## Directions
Copy every line of the items below without any change.

## Raw data
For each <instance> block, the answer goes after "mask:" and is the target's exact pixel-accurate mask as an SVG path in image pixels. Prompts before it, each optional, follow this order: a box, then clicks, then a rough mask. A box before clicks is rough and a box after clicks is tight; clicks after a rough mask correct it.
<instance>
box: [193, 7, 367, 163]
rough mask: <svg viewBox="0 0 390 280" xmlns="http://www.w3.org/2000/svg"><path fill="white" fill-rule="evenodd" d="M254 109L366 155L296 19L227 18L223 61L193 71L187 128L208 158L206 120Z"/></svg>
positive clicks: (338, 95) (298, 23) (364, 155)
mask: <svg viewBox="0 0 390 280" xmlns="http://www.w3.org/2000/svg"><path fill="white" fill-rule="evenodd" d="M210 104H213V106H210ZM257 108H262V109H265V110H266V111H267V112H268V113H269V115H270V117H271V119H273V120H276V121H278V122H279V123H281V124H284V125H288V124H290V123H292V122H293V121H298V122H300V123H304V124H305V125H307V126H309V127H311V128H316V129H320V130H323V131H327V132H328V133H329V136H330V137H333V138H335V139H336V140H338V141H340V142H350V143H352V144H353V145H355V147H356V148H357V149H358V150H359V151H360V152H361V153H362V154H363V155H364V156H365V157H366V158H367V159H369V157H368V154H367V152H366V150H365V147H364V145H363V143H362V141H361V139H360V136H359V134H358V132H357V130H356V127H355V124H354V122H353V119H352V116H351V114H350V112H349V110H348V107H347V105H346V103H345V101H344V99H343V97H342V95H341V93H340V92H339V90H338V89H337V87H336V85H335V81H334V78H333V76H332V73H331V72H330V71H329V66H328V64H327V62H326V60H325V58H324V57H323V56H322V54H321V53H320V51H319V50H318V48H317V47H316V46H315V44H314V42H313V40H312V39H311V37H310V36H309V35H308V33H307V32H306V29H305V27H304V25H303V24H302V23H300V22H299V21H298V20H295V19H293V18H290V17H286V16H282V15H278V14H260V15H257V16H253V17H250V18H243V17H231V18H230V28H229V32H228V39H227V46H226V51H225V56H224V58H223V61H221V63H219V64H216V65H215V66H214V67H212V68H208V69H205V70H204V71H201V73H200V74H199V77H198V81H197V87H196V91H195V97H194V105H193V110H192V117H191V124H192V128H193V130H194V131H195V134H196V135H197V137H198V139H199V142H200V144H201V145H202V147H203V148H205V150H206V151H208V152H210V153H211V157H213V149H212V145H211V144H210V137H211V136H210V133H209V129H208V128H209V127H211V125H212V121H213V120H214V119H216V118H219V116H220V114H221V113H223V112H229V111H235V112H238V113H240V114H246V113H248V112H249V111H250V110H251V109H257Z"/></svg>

## Result for this exercise
For each <instance> block, the answer goes after "mask:" and is the target's exact pixel-accurate mask as an SVG path in image pixels. Prompts before it, each optional, follow this order: a box, then clicks, then a rough mask. A box before clicks is rough and a box after clicks is tight; clicks after a rough mask correct it.
<instance>
box: [193, 7, 367, 163]
rough mask: <svg viewBox="0 0 390 280" xmlns="http://www.w3.org/2000/svg"><path fill="white" fill-rule="evenodd" d="M254 109L366 155L296 19L227 18L223 61L193 71L187 128L208 158L206 120Z"/></svg>
positive clicks: (338, 95) (298, 23) (364, 155)
mask: <svg viewBox="0 0 390 280" xmlns="http://www.w3.org/2000/svg"><path fill="white" fill-rule="evenodd" d="M210 104H213V106H210ZM257 108H262V109H265V110H266V111H267V112H268V113H269V115H270V117H271V119H273V120H276V121H278V122H279V123H281V124H284V125H288V124H290V123H292V122H293V121H298V122H300V123H304V124H305V125H307V126H309V127H311V128H316V129H320V130H323V131H327V132H328V133H329V136H330V137H333V138H335V139H336V140H338V141H340V142H350V143H352V144H353V145H355V147H356V148H357V149H358V150H359V151H360V152H361V153H362V154H363V155H364V156H365V157H366V158H367V159H369V157H368V154H367V152H366V150H365V147H364V145H363V143H362V141H361V139H360V136H359V134H358V132H357V130H356V127H355V124H354V122H353V119H352V116H351V114H350V112H349V110H348V107H347V105H346V103H345V101H344V99H343V97H342V95H341V93H340V92H339V90H338V89H337V87H336V85H335V81H334V78H333V76H332V73H331V72H330V71H329V66H328V64H327V62H326V60H325V58H324V57H323V56H322V54H321V53H320V51H319V50H318V48H317V47H316V46H315V44H314V42H313V40H312V39H311V37H310V36H309V35H308V33H307V32H306V29H305V27H304V25H303V24H302V23H300V22H299V21H298V20H295V19H293V18H290V17H286V16H282V15H278V14H260V15H257V16H253V17H250V18H243V17H231V18H230V28H229V32H228V39H227V46H226V51H225V56H224V58H223V61H221V63H219V64H216V65H215V66H214V67H212V68H208V69H205V70H204V71H201V73H200V74H199V77H198V81H197V87H196V91H195V97H194V105H193V110H192V117H191V124H192V128H193V130H194V131H195V134H196V135H197V137H198V139H199V142H200V144H201V145H202V147H203V148H205V150H206V151H208V152H210V153H211V157H213V149H212V145H211V144H210V137H211V136H210V133H209V129H208V128H209V127H211V125H212V121H213V120H214V119H216V118H219V116H220V114H221V113H223V112H229V111H235V112H238V113H240V114H246V113H248V112H249V111H250V110H251V109H257Z"/></svg>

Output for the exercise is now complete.